> [Set problem]:
Reproduce the listing below, swapping "layout" for "format" and leaving everything else as is. Omit the pictures.

> [Supplied entries]:
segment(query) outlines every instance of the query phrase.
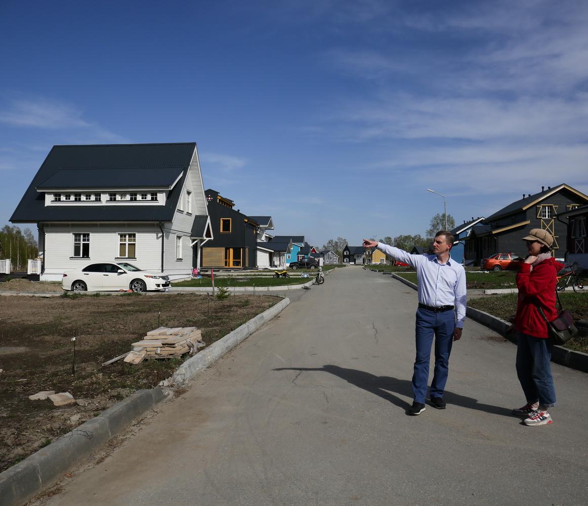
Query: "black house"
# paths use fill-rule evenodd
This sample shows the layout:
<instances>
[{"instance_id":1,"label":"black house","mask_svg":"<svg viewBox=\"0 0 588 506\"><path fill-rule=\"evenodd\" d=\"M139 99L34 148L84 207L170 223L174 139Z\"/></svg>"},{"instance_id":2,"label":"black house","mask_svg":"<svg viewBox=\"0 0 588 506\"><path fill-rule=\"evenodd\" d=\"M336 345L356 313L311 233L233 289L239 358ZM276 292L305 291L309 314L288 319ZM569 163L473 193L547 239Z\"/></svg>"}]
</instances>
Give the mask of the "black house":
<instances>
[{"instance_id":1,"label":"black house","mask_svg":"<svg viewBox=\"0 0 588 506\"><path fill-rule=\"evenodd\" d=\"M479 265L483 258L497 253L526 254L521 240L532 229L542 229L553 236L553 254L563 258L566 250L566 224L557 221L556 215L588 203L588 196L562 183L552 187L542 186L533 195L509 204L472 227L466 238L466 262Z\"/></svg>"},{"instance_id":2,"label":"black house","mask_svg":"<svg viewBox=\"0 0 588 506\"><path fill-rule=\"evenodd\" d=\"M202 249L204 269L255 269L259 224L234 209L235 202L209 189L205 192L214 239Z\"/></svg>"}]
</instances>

> [Problem solution]:
segment(query) outlines every instance of the query phrase.
Query: "black house"
# paths use fill-rule evenodd
This sample shows the format:
<instances>
[{"instance_id":1,"label":"black house","mask_svg":"<svg viewBox=\"0 0 588 506\"><path fill-rule=\"evenodd\" d=\"M139 99L34 148L84 207L170 223L174 139Z\"/></svg>"},{"instance_id":2,"label":"black house","mask_svg":"<svg viewBox=\"0 0 588 506\"><path fill-rule=\"evenodd\" d=\"M336 345L356 313L311 233L233 289L239 358ZM276 292L305 291L309 314L288 319ZM569 163L473 193L547 239Z\"/></svg>"}]
</instances>
Give the mask of the "black house":
<instances>
[{"instance_id":1,"label":"black house","mask_svg":"<svg viewBox=\"0 0 588 506\"><path fill-rule=\"evenodd\" d=\"M479 265L483 258L497 253L526 254L521 240L532 229L542 229L553 236L553 254L563 258L566 250L566 224L557 221L556 215L588 203L588 196L562 183L552 187L542 186L533 195L509 204L472 227L466 238L466 262Z\"/></svg>"},{"instance_id":2,"label":"black house","mask_svg":"<svg viewBox=\"0 0 588 506\"><path fill-rule=\"evenodd\" d=\"M202 249L204 269L255 269L259 224L234 209L235 202L209 189L205 192L214 239Z\"/></svg>"}]
</instances>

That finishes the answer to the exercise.